§ Aim:
Starting with the line containing "Category: the car windshield" and going on through the line containing "pixel 545 334", give that stretch of the listing again with "palm frond" renamed to "palm leaf" and nothing else altered.
________________________
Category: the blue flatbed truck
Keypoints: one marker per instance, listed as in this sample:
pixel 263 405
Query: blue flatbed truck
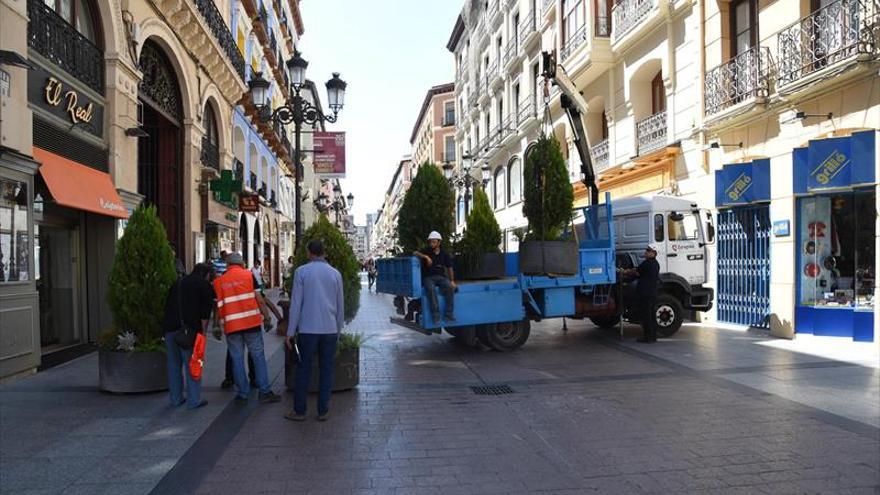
pixel 499 312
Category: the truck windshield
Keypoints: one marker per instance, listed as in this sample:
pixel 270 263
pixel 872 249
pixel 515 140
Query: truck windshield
pixel 683 227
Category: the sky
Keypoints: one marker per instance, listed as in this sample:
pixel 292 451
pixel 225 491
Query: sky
pixel 390 52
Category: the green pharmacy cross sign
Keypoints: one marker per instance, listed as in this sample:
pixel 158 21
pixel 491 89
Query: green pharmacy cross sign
pixel 225 188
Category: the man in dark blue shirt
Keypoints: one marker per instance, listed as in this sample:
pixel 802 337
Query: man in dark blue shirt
pixel 437 273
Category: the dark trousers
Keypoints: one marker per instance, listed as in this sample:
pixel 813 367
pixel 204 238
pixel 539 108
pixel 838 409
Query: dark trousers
pixel 647 317
pixel 324 345
pixel 431 282
pixel 229 374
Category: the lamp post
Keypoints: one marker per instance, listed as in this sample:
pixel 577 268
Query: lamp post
pixel 464 179
pixel 297 111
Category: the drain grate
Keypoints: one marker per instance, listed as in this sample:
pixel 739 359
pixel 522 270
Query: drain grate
pixel 492 389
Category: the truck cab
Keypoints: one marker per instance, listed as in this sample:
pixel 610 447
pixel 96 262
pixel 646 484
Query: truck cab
pixel 681 232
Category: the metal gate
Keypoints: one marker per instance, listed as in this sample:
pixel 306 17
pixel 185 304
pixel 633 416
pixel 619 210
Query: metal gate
pixel 744 265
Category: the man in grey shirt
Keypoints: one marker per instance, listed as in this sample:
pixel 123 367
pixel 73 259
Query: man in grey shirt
pixel 317 314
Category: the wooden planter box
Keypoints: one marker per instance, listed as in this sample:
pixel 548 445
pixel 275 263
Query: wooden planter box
pixel 346 371
pixel 132 372
pixel 491 266
pixel 548 258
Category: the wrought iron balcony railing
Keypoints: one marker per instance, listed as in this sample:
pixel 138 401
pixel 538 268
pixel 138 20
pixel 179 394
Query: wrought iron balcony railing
pixel 651 132
pixel 574 41
pixel 737 80
pixel 602 26
pixel 526 111
pixel 626 14
pixel 599 155
pixel 238 169
pixel 839 31
pixel 54 38
pixel 210 155
pixel 527 25
pixel 221 31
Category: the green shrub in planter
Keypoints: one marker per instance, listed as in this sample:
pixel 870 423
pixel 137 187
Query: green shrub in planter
pixel 142 272
pixel 548 194
pixel 340 256
pixel 429 205
pixel 481 237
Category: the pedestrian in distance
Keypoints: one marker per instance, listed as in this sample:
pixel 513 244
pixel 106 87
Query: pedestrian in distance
pixel 241 309
pixel 437 272
pixel 317 315
pixel 189 303
pixel 648 274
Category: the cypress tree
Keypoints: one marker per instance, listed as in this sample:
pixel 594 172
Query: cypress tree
pixel 548 195
pixel 429 205
pixel 142 272
pixel 340 255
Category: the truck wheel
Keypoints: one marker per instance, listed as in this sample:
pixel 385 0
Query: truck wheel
pixel 506 336
pixel 669 314
pixel 605 321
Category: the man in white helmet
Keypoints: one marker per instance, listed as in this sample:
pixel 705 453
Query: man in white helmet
pixel 437 272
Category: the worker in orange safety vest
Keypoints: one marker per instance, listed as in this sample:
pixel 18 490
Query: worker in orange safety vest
pixel 240 310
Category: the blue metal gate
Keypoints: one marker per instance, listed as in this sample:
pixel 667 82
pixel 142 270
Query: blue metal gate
pixel 744 265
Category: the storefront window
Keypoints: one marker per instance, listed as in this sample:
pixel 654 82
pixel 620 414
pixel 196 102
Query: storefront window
pixel 15 252
pixel 836 243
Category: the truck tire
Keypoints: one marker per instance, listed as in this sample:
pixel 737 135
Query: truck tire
pixel 507 336
pixel 669 314
pixel 605 321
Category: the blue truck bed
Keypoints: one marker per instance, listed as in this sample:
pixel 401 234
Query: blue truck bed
pixel 518 296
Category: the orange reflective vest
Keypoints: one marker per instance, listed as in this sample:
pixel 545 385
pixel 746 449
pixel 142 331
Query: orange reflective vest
pixel 237 306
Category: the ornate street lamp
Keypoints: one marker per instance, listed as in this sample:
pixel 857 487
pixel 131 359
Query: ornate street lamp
pixel 297 111
pixel 463 178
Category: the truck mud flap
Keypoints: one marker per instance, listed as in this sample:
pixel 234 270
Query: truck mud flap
pixel 410 325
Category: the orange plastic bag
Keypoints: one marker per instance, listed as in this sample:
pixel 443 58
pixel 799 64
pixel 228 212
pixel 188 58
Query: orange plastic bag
pixel 197 360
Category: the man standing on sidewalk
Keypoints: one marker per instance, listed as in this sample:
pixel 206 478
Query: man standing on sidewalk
pixel 240 308
pixel 317 314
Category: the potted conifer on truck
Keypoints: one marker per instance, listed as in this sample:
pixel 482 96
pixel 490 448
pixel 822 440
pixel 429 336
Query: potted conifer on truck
pixel 548 198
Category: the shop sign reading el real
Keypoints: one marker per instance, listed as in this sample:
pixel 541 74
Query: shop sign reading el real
pixel 51 93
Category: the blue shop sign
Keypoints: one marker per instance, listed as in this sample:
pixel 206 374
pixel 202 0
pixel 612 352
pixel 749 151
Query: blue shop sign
pixel 743 183
pixel 835 163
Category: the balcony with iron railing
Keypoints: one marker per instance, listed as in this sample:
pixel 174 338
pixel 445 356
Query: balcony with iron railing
pixel 573 42
pixel 651 133
pixel 599 155
pixel 840 31
pixel 210 154
pixel 54 38
pixel 527 110
pixel 741 79
pixel 627 14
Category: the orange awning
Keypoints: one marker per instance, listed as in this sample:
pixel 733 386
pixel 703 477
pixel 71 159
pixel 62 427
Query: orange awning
pixel 78 186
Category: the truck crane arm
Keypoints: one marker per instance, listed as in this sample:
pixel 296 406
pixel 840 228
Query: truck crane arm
pixel 575 106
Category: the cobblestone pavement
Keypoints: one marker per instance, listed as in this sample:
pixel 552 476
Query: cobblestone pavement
pixel 708 411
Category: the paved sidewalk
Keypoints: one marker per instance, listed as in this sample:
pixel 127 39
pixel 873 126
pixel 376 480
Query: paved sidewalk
pixel 708 411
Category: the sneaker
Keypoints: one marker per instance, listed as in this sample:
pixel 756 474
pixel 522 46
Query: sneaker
pixel 294 416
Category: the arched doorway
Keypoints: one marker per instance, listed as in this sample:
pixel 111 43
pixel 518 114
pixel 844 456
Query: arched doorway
pixel 244 239
pixel 160 175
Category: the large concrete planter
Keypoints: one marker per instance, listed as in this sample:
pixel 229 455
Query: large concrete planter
pixel 132 372
pixel 346 371
pixel 548 257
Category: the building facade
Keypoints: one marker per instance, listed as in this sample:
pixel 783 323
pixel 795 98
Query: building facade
pixel 132 103
pixel 682 96
pixel 432 138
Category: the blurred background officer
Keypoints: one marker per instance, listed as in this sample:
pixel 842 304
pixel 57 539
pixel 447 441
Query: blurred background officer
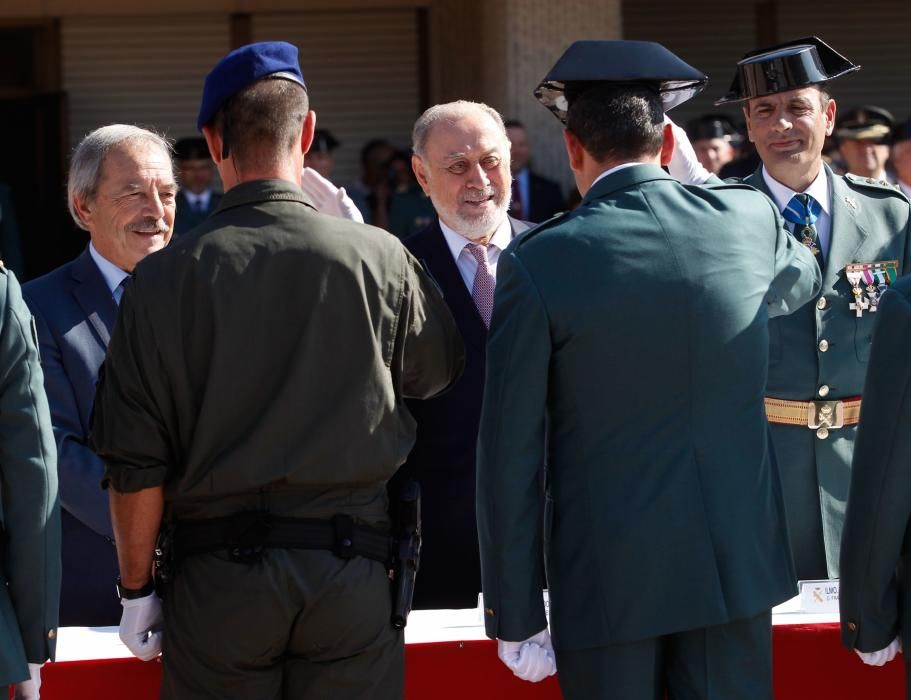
pixel 664 523
pixel 30 596
pixel 535 198
pixel 864 135
pixel 715 140
pixel 262 421
pixel 121 189
pixel 901 156
pixel 461 158
pixel 859 233
pixel 197 199
pixel 875 596
pixel 321 156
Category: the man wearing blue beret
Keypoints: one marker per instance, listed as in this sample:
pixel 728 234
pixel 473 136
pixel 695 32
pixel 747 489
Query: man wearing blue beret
pixel 627 352
pixel 252 408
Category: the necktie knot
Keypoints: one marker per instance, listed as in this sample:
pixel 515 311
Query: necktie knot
pixel 802 209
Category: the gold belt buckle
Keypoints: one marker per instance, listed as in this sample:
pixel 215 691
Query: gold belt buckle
pixel 826 414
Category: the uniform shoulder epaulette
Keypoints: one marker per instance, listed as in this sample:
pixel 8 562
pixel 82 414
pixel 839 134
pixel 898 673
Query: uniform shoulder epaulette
pixel 543 226
pixel 873 183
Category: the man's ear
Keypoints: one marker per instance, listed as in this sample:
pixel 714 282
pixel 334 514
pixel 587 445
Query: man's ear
pixel 668 144
pixel 83 209
pixel 307 131
pixel 420 172
pixel 213 141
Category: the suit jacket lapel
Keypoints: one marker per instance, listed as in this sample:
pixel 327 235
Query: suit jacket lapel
pixel 94 297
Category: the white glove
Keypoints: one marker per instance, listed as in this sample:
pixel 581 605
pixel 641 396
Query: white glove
pixel 328 198
pixel 30 689
pixel 684 165
pixel 140 626
pixel 532 660
pixel 883 656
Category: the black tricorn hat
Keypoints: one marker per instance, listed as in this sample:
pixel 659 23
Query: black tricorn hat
pixel 789 66
pixel 587 64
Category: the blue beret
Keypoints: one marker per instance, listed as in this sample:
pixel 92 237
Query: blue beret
pixel 277 59
pixel 586 64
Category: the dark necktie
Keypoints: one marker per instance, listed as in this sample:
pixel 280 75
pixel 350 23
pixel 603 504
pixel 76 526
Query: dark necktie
pixel 803 211
pixel 484 283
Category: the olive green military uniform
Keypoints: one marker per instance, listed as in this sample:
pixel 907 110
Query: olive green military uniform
pixel 261 362
pixel 822 353
pixel 875 594
pixel 30 598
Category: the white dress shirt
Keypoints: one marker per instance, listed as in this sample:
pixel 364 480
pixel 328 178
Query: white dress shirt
pixel 464 260
pixel 818 190
pixel 112 274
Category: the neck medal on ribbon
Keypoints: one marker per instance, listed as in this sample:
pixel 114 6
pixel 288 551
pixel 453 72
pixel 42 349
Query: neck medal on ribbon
pixel 868 282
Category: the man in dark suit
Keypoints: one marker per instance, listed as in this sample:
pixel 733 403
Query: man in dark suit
pixel 628 344
pixel 196 199
pixel 461 160
pixel 122 191
pixel 535 198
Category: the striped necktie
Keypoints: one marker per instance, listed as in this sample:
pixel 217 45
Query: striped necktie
pixel 803 211
pixel 484 283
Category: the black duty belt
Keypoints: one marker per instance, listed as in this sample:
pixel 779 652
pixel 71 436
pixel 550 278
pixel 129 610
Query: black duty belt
pixel 245 536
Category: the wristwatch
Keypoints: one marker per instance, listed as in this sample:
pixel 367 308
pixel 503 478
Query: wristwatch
pixel 134 593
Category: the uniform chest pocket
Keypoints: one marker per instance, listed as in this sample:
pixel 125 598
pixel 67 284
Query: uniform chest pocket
pixel 775 342
pixel 863 336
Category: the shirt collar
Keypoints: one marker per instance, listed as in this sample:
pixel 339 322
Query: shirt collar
pixel 818 190
pixel 457 242
pixel 611 171
pixel 112 274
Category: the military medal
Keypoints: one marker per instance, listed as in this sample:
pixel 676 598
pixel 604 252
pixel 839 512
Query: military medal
pixel 871 279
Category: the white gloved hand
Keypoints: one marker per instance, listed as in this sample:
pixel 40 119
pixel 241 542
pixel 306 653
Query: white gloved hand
pixel 140 626
pixel 30 689
pixel 684 166
pixel 328 198
pixel 532 660
pixel 883 656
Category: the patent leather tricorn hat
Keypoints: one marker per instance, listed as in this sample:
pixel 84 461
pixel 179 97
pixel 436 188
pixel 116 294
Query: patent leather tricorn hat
pixel 588 64
pixel 789 66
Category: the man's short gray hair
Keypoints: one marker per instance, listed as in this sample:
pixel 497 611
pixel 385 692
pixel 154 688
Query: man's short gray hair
pixel 85 166
pixel 450 112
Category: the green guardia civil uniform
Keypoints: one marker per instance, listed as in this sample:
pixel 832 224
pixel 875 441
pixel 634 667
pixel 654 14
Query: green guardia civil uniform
pixel 875 594
pixel 628 345
pixel 261 363
pixel 30 516
pixel 822 352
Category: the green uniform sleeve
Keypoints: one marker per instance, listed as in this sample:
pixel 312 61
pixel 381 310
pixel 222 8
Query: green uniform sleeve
pixel 429 355
pixel 510 453
pixel 28 469
pixel 128 430
pixel 879 502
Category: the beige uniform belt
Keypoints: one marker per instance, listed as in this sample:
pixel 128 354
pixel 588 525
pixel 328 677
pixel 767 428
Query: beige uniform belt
pixel 814 414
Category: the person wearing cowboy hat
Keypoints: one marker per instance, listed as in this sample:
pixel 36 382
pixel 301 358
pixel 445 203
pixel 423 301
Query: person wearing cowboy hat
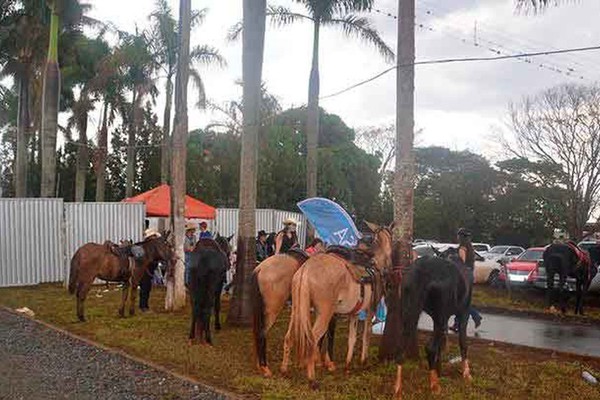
pixel 189 244
pixel 287 238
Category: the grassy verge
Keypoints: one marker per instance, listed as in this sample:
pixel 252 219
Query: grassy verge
pixel 532 301
pixel 499 371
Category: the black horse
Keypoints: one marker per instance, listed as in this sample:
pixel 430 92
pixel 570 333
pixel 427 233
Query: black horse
pixel 208 267
pixel 567 260
pixel 442 288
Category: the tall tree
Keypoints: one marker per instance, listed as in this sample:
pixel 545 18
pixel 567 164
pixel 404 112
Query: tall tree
pixel 325 13
pixel 164 43
pixel 253 42
pixel 403 178
pixel 561 127
pixel 175 286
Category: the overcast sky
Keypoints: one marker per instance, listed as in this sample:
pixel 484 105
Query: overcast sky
pixel 457 105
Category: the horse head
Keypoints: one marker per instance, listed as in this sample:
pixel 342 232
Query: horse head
pixel 382 245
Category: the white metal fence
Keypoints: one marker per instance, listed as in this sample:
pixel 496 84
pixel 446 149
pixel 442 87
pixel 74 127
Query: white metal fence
pixel 38 237
pixel 31 241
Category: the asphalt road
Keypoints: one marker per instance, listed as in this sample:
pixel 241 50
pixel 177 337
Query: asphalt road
pixel 39 363
pixel 544 334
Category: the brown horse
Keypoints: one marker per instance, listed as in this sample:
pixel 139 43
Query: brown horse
pixel 326 282
pixel 115 264
pixel 271 288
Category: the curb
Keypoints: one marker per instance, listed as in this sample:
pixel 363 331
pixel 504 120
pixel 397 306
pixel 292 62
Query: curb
pixel 122 353
pixel 567 319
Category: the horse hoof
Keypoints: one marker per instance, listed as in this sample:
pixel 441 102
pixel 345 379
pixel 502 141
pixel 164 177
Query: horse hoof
pixel 266 371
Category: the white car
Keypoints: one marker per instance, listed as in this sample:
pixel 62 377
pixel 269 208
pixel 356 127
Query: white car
pixel 486 270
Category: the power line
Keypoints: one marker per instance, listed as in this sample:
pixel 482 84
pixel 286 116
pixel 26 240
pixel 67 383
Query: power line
pixel 463 59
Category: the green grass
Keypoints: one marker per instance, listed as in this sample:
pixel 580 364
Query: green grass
pixel 499 371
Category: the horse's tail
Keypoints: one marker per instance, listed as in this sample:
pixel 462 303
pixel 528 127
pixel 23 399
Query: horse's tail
pixel 412 304
pixel 75 262
pixel 300 319
pixel 258 319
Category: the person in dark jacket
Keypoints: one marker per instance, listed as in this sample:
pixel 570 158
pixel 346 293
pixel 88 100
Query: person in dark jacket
pixel 466 253
pixel 262 248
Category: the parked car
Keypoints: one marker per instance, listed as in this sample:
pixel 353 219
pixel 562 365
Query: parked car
pixel 498 253
pixel 486 271
pixel 525 269
pixel 481 247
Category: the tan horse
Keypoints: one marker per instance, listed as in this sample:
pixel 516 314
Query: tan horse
pixel 111 263
pixel 325 282
pixel 271 288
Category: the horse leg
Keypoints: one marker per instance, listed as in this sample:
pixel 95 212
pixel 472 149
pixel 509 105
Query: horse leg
pixel 124 295
pixel 562 292
pixel 433 350
pixel 352 332
pixel 366 337
pixel 462 342
pixel 82 291
pixel 324 315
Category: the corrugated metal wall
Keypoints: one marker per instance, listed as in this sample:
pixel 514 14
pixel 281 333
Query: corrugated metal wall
pixel 98 222
pixel 31 241
pixel 268 220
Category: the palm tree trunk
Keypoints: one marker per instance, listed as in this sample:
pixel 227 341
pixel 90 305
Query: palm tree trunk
pixel 403 177
pixel 131 145
pixel 240 311
pixel 82 159
pixel 175 285
pixel 101 160
pixel 165 153
pixel 23 125
pixel 312 122
pixel 51 93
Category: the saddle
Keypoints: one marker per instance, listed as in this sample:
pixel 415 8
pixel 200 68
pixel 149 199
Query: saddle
pixel 300 255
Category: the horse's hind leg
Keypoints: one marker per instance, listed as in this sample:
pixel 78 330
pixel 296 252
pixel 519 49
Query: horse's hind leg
pixel 462 342
pixel 434 356
pixel 352 333
pixel 366 337
pixel 124 295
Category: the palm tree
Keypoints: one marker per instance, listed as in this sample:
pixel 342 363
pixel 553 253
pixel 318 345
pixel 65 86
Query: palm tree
pixel 164 43
pixel 175 286
pixel 403 175
pixel 70 12
pixel 22 35
pixel 252 60
pixel 138 66
pixel 334 13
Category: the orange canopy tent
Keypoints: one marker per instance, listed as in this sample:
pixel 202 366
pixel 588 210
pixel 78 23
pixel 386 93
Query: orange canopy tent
pixel 158 204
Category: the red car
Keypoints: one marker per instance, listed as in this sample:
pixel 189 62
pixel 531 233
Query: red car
pixel 524 269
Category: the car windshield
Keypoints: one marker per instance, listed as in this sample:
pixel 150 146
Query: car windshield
pixel 498 249
pixel 531 255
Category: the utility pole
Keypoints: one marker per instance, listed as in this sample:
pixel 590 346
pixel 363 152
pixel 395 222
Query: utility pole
pixel 404 172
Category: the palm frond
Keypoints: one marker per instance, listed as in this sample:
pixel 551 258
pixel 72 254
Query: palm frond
pixel 361 27
pixel 197 79
pixel 281 16
pixel 207 55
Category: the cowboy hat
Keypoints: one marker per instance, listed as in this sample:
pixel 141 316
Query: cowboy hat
pixel 150 233
pixel 290 221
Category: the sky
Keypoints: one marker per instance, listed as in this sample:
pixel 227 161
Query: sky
pixel 460 106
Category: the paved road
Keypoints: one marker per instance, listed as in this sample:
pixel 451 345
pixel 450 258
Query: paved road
pixel 39 363
pixel 545 334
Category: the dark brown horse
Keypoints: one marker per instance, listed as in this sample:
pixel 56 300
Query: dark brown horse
pixel 109 262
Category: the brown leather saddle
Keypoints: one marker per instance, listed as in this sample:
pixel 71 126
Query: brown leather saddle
pixel 121 251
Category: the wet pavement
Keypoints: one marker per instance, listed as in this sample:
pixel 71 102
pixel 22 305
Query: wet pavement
pixel 553 335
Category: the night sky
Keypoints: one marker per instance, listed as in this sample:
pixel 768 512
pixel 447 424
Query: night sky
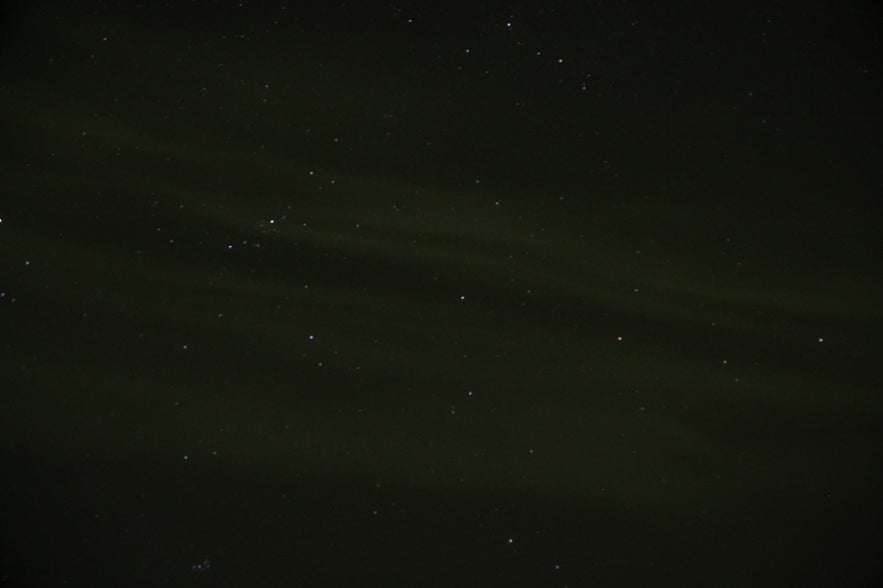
pixel 441 294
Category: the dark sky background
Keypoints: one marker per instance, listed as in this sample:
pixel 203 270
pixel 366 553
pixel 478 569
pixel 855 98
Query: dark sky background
pixel 439 293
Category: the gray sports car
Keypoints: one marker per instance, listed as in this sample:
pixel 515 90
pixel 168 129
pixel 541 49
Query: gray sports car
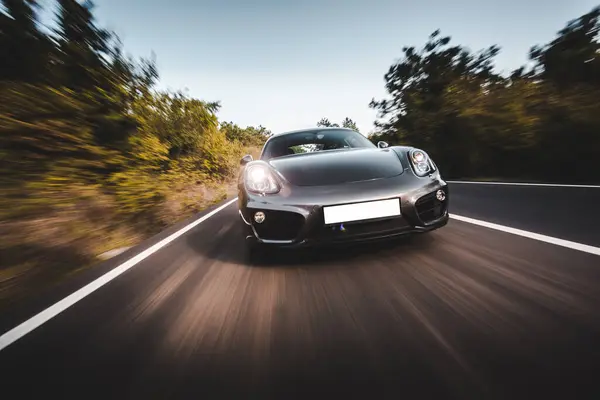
________________________
§ Result:
Category: the car windshield
Keypoints: one marker per instance, listed as in this sample:
pixel 150 146
Query: car windshield
pixel 498 249
pixel 531 255
Category: the utility pole
Keypoints: one marker per instance, listed as in this sample:
pixel 590 346
pixel 363 152
pixel 395 222
Query: utility pole
pixel 404 172
Category: the palm leaf
Keypoints: one marker per instance, listed as in this sample:
pixel 551 258
pixel 72 254
Query: palm leaf
pixel 361 27
pixel 197 79
pixel 281 16
pixel 207 55
Category: the cowboy hat
Keypoints: one marker per instance, listed as in this sample:
pixel 141 316
Query: cowboy hat
pixel 150 233
pixel 290 221
Category: the sky
Keypoints: one marker per instance, listed as in this sample:
pixel 227 161
Query: sky
pixel 460 106
Category: the paved road
Keypoints: one marker per instance, listed as in this sample:
pixel 451 345
pixel 450 258
Query: paved road
pixel 39 363
pixel 545 334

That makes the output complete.